Your instructions:
The required result is the exact run of lines beginning at the one containing "the form (151,17);" and ending at the last line of the entries.

Data shown:

◆ ◆ ◆ ◆ ◆ ◆ ◆

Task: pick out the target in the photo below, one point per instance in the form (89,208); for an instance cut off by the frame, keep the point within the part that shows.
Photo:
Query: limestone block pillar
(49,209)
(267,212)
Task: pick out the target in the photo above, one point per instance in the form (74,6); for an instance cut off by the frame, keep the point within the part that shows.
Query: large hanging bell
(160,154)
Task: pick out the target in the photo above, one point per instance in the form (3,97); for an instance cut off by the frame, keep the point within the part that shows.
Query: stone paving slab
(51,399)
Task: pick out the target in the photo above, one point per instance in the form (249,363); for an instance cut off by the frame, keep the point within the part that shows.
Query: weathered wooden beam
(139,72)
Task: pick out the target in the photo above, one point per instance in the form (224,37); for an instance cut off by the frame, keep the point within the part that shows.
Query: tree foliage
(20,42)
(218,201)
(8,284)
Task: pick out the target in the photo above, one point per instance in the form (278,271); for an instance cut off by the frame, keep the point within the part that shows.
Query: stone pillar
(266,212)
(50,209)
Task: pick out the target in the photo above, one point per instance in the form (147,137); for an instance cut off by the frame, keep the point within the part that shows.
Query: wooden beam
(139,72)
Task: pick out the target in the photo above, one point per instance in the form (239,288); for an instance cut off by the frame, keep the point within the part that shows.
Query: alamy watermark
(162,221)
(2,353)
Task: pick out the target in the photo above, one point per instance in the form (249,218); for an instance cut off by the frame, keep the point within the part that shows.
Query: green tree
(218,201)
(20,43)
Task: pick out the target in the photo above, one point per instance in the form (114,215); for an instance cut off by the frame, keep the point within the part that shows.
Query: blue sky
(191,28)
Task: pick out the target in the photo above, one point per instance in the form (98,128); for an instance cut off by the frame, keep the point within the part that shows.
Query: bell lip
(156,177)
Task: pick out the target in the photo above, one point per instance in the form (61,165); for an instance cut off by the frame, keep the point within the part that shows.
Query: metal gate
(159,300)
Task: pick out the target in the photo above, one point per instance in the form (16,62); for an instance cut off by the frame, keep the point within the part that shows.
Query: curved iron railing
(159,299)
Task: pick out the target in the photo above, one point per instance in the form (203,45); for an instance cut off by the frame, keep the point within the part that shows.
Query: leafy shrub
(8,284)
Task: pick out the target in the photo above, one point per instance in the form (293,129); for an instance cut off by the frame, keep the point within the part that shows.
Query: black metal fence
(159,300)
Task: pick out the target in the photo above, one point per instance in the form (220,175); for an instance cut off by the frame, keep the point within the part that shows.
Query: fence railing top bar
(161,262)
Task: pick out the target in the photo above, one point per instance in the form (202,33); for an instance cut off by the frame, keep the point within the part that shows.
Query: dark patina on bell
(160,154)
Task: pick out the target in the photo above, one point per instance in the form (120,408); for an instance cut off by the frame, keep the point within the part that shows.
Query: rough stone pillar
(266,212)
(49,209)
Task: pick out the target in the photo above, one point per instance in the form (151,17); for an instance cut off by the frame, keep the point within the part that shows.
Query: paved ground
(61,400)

◆ ◆ ◆ ◆ ◆ ◆ ◆

Answer space:
Task: pick out the target in the photo above, one point per instance in the form (151,17); for an instance cut off by the frame, keep the point within the part that shows.
Query: paved ground
(61,400)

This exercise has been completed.